- Opening Delimiter -

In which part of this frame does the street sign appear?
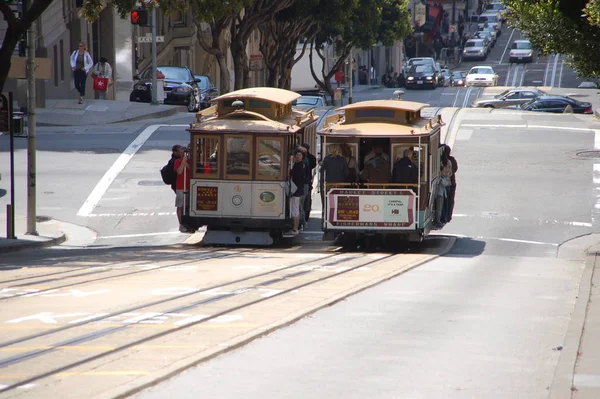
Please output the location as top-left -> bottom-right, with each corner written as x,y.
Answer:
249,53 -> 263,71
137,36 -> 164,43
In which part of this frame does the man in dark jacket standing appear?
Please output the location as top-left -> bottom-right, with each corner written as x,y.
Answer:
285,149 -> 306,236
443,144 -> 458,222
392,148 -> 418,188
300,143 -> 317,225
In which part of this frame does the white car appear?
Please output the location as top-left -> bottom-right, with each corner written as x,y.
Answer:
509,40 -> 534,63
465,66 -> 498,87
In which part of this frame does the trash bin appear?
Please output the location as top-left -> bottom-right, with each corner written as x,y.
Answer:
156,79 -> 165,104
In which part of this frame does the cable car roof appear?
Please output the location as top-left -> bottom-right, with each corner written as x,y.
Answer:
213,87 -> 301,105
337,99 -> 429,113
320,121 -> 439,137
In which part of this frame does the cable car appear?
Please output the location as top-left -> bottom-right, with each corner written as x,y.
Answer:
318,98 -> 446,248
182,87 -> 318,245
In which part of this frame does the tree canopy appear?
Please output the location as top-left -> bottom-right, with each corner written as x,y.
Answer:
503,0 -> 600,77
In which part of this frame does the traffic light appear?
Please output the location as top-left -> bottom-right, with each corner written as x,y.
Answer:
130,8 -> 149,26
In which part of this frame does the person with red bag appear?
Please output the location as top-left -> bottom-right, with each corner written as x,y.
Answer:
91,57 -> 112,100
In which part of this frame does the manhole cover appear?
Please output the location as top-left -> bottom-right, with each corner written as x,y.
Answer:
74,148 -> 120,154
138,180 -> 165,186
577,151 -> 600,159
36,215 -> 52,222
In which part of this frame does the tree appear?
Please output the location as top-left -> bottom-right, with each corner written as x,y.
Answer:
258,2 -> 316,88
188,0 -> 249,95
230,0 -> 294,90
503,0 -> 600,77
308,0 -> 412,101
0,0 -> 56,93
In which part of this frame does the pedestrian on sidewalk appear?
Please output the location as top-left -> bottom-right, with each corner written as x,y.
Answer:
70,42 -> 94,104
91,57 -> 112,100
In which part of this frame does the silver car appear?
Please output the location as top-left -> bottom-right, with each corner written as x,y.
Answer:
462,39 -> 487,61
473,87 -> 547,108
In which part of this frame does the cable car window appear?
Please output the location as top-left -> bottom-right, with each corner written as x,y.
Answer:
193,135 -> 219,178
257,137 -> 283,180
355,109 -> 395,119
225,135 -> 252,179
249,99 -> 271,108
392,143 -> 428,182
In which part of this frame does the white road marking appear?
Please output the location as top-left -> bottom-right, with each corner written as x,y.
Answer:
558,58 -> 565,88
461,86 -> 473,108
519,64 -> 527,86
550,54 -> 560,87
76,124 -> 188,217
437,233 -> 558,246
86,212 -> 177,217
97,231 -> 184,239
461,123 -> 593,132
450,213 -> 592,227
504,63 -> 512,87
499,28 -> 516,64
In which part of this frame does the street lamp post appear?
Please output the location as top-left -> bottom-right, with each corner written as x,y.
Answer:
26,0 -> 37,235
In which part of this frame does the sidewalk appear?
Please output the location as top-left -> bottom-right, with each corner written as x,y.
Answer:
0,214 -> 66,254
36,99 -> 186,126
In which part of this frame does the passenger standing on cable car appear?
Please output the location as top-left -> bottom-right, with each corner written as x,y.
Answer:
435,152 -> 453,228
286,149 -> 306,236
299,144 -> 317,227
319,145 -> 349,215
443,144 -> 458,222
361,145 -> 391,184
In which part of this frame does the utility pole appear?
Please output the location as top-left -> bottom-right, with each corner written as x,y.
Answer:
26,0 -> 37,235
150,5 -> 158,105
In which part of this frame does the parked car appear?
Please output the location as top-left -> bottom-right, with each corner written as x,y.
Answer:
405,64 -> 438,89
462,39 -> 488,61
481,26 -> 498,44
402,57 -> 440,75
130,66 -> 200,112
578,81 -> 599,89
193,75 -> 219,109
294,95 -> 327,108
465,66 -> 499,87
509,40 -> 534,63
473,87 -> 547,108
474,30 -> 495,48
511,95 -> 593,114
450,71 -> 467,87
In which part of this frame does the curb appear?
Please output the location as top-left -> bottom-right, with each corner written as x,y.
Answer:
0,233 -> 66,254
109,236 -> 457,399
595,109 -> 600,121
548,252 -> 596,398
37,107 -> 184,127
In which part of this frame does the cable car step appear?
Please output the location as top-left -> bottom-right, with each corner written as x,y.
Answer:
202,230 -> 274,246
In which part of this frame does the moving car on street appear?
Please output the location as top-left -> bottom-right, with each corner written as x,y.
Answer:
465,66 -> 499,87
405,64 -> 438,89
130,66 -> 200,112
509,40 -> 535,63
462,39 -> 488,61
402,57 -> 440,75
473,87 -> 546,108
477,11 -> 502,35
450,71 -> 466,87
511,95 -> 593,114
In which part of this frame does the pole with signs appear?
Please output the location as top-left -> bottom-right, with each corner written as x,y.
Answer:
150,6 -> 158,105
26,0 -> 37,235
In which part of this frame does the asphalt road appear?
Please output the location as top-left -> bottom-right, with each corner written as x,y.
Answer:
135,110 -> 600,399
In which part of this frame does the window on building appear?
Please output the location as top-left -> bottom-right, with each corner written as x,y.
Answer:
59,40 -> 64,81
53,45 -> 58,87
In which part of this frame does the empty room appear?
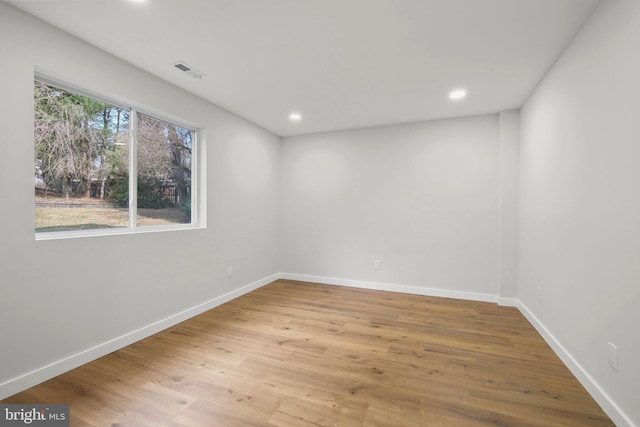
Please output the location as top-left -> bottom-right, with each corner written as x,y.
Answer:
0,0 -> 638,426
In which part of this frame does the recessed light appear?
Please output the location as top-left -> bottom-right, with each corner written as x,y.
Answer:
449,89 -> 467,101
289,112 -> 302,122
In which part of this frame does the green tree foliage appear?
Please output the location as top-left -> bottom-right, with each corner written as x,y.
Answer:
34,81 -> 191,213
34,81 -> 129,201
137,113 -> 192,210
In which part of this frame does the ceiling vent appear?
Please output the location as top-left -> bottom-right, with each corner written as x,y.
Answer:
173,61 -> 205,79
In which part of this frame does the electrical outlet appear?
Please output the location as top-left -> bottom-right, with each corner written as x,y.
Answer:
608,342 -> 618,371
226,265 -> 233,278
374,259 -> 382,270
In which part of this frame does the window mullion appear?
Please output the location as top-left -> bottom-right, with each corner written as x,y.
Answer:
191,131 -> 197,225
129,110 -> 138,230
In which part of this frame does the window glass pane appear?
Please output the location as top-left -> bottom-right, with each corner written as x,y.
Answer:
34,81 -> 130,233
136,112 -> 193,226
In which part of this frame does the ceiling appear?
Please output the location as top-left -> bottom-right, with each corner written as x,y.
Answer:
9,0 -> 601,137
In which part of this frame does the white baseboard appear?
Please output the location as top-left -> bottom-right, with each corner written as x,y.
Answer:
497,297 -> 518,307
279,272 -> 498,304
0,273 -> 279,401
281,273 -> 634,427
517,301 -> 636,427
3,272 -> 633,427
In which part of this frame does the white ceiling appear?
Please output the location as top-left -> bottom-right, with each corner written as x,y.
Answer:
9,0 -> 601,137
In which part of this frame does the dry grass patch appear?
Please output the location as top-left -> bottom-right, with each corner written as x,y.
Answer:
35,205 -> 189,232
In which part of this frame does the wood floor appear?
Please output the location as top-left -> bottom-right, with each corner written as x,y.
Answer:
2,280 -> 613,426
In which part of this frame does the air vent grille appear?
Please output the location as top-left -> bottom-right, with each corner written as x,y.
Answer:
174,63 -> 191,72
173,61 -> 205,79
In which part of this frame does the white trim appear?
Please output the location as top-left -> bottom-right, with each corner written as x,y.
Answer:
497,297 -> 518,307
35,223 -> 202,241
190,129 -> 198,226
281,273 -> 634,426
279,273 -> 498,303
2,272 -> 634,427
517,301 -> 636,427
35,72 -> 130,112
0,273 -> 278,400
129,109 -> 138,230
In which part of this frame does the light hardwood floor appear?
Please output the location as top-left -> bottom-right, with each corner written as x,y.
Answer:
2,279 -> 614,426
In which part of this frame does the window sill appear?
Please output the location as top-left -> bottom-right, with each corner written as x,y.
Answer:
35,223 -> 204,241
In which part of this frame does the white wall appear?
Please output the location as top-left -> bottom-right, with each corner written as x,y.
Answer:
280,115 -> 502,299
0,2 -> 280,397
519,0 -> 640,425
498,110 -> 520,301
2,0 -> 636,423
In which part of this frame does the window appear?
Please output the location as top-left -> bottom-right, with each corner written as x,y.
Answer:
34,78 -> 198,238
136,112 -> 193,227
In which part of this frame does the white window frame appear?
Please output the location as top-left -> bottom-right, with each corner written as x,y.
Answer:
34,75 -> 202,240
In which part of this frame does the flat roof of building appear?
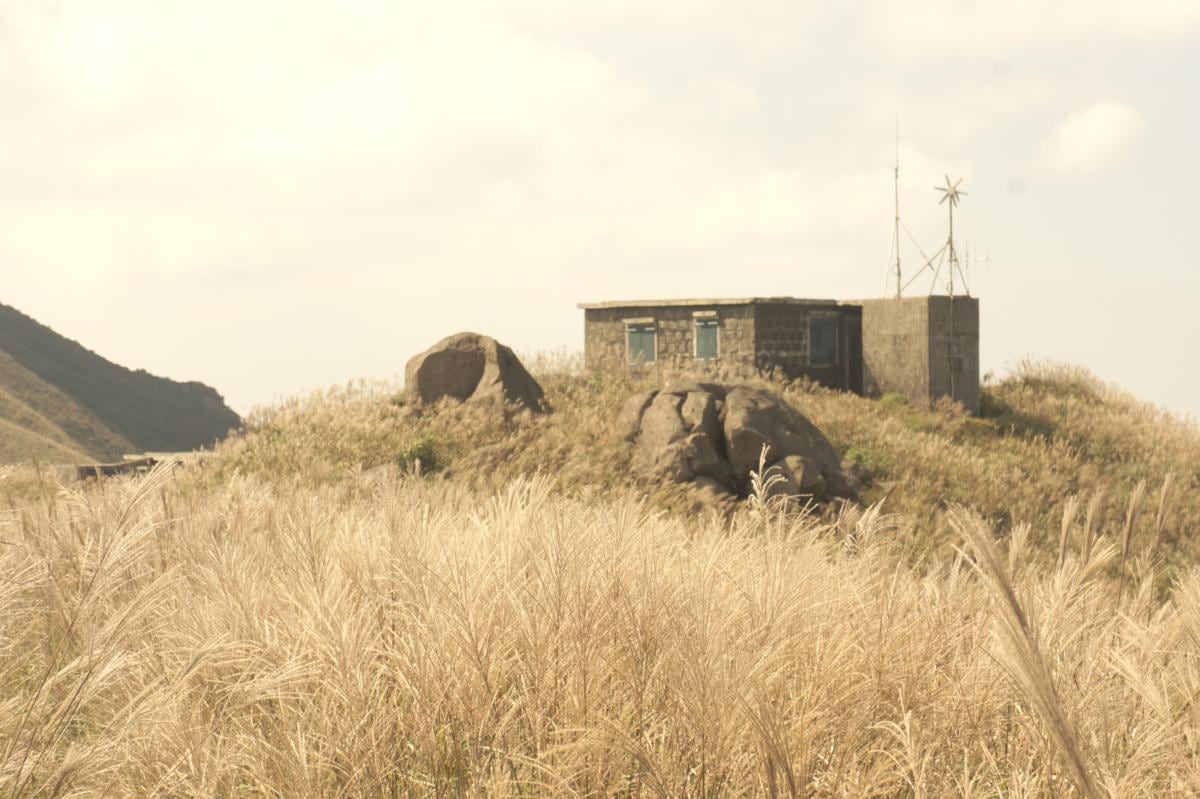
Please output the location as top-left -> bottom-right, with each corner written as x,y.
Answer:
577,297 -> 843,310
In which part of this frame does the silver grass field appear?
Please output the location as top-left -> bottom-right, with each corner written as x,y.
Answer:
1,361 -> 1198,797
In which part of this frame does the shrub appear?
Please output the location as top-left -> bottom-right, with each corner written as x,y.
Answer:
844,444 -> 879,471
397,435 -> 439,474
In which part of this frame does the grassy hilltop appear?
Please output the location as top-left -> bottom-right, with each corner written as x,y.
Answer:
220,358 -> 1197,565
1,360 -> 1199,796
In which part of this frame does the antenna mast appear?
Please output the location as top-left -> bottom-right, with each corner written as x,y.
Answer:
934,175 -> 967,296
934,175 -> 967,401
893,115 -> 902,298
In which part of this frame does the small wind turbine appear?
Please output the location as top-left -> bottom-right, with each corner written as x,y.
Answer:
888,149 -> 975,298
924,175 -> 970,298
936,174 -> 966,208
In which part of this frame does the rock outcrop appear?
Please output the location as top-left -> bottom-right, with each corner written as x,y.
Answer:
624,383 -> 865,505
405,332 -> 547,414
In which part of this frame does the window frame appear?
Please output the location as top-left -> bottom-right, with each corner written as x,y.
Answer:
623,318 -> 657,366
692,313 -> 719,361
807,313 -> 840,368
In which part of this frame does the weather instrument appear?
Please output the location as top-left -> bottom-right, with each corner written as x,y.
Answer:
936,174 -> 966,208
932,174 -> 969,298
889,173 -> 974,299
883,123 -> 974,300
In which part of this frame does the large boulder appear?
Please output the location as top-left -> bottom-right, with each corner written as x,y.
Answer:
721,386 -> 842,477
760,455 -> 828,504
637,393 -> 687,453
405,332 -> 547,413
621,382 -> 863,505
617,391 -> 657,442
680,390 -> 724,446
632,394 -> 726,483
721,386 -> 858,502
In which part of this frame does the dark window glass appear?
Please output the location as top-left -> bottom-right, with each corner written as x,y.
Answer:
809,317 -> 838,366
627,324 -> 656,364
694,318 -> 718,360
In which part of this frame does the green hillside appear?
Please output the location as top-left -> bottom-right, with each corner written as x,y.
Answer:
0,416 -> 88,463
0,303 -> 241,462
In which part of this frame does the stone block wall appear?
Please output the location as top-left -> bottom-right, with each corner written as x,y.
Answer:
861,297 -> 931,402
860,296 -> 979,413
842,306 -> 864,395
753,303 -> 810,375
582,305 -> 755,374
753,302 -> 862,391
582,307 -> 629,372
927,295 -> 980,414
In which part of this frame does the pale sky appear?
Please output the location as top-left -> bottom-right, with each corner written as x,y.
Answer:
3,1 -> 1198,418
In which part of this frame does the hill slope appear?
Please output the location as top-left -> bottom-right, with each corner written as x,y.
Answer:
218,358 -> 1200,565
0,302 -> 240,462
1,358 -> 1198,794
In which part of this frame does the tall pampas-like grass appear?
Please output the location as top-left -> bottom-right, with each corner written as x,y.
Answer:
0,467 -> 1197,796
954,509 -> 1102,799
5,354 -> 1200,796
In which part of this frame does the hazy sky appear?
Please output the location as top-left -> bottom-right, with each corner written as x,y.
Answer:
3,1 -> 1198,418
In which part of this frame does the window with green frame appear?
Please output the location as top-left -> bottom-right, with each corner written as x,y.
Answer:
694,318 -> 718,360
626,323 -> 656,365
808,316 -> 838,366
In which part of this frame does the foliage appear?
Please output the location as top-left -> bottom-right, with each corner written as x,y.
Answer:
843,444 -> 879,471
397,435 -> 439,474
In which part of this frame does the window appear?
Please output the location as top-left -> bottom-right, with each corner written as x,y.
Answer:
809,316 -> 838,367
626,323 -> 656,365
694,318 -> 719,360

- Closing Delimiter -

▶ **WHAT THE TASK ASKS**: Reproduce, word for word, the lines of the data from the one that contains "In which part of this frame does the window with" to the end, both ends included.

▶ **SOLUTION**:
In which part of this frame does the window with green frame appear?
Please output the location as top-left -> bottom-right, with each corner written as x,y.
Answer:
694,318 -> 718,360
626,323 -> 656,365
808,316 -> 838,366
In which part of this frame does the foliage appear?
Please output the location as top-left -> bottom-right, with each corner written as x,y.
Answer:
843,444 -> 879,471
397,435 -> 439,474
In which part of this frame does the window appear?
Please output the location as top-left -> bottom-right, with each corner written as x,y.
Answer:
809,316 -> 838,367
626,323 -> 656,365
694,318 -> 719,360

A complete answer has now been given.